- [Provided data]:

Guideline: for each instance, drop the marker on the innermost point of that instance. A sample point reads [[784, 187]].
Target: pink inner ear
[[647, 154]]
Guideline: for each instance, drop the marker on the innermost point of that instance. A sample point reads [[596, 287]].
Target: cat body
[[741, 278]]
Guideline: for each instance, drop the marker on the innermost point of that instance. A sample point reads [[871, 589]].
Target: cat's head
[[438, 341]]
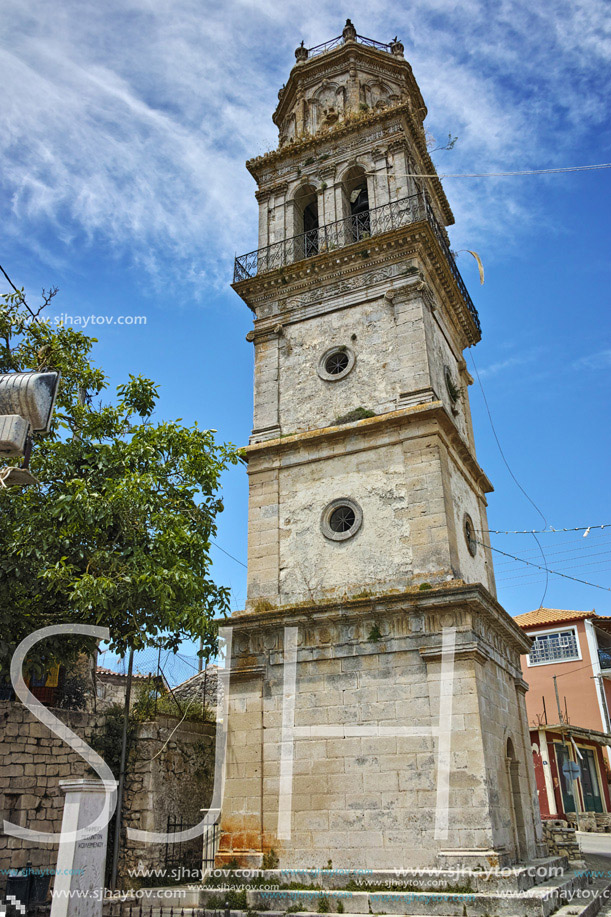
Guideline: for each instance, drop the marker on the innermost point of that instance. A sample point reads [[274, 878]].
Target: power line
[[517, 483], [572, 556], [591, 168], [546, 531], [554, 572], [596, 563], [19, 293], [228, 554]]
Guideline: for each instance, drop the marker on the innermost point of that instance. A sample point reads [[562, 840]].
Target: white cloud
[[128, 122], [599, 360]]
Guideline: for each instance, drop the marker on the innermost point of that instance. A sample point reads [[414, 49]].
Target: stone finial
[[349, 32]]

- [Assignment]:
If the data includes images, omit them, and set down everything else exactly as above.

- [Result for this task]:
Guideline: for each instance, drop the marker on the innermost point of that instance. A sample point reads [[784, 187]].
Target: pink inner ear
[[647, 154]]
Guideline: for each instance, drop the marker on the innermost point of that instance. A sample point reads [[596, 287]].
Target: cat body
[[741, 278]]
Guideline: for each instance, drop the marker on the innermost point of that instance. A sample point reads [[871, 589]].
Target: cat's head
[[438, 341]]
Guideline: for each instance, drop the marker on the innermost point of that instance. A sample point reads [[274, 878]].
Target: power line
[[517, 483], [572, 556], [591, 168], [546, 531], [554, 572], [596, 563], [19, 293], [228, 554]]
Guideline: for each instance, drop the marker on the innermost point of that instance. A sample point reads [[562, 840]].
Target: white cloud
[[128, 122], [599, 360]]
Guideline: for each instance, drop the marker on the innermost point of that instance. A sample point reads [[414, 49]].
Target: stone finial
[[349, 32]]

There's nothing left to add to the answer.